[Task goal]: Where does the string "query" occur in the records below? Copy every line that holds it.

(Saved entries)
= Beginning of Section =

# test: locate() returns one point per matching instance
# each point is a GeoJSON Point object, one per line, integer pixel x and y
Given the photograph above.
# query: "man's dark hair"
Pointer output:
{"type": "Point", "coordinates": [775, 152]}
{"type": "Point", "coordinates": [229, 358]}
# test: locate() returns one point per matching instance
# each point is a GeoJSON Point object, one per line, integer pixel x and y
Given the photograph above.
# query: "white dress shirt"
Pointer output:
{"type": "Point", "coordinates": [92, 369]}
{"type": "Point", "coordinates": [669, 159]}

= End of Section =

[Reply to the task]:
# query: "man's dark hair"
# query: "white dress shirt"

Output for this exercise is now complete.